The Daily had the privilege of speaking with Rachid about conducting, canon formation, reaching new audiences and everything classical music.

Even though Rachid entered conducting fairly recently, it had always been a dream of his.

“From the very beginning, my mind was set that I would become a conductor,” Rachid said. 

After beginning to learn music at 10 years old, Rachid was distracted from his dream of conducting by his love for the cello. One thing led to the next and, rather than becoming a conductor, he found himself the cellist of a quartet he helped form while studying at the Conservatoire de Paris. The quartet went on to achieve great success, winning several competitions, including the prestigious 2016 ARD in Munich, but Rachid still yearned for the orchestra and baton.

“One day, [I] realized that it had been eight years since this thing started,” Rachid said. “I can easily remember every time we were on tour in opera houses or concert halls, and I was looking at the program of what was playing in the main hall with the orchestra … with a strange feeling [of] maybe in another life I will do that.”

As live performances stopped with the outbreak of the COVID-19 pandemic, the opportunity for this new experience suddenly arrived.

“Everything stopped for everyone,” Rachid said. “This was really the confirmation that I didn’t want to practice my cello and learn new string quartets.”

Leaving the Arod Quartet was not easy. Rachid acknowledged that it was difficult to leave the quartet with some projects left unfinished. But, he knew he had to make a choice and, feeling that he “[couldn’t] live without the orchestra,” there was only one path to take.

It didn’t take long for Rachid to build his foundation as a conductor. This also meant growing a personal style. As a conductor, it is important to Rachid to have a unique, individualized relationship with the music.

◆ Exercise objective
According to the profile of Rachid, why did he leave the Arod Quartet? Answer in one to three sentences. The data that follows is separate material, unconnected to the profile of Rachid.

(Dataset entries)
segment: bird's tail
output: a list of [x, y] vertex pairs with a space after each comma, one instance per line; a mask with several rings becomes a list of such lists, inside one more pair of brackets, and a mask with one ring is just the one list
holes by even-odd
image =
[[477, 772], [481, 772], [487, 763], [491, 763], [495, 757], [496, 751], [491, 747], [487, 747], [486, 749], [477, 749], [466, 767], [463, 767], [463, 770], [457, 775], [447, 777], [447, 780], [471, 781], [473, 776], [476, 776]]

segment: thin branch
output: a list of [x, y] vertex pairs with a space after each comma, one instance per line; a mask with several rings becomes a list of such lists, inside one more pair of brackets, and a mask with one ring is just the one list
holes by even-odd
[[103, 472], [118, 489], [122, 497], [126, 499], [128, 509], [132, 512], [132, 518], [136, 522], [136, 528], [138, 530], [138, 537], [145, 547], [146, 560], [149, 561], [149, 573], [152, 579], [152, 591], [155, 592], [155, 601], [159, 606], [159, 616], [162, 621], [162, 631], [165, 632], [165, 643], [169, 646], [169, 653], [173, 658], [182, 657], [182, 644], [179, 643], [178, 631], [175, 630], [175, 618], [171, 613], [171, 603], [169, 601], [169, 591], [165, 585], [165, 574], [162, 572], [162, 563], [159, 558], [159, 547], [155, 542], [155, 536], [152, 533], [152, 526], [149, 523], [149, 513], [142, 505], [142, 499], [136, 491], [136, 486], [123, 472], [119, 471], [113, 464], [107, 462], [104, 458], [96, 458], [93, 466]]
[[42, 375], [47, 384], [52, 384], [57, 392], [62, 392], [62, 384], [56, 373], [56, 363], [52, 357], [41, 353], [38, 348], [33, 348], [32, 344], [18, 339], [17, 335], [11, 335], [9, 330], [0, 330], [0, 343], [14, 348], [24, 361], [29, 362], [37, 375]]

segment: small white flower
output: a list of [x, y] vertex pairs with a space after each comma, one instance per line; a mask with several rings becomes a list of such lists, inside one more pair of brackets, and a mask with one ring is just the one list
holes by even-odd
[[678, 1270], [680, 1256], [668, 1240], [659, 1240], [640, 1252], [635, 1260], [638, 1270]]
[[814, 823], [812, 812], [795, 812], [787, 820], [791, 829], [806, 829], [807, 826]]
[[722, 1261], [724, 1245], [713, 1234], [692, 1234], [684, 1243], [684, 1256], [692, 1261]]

◆ Reply to the task
He felt that he "[couldn't] live without the orchestra," so he saw only one path to take. When the COVID-19 pandemic stopped live performances, he took it as confirmation that he did not want to keep practicing his cello and learning new string quartets.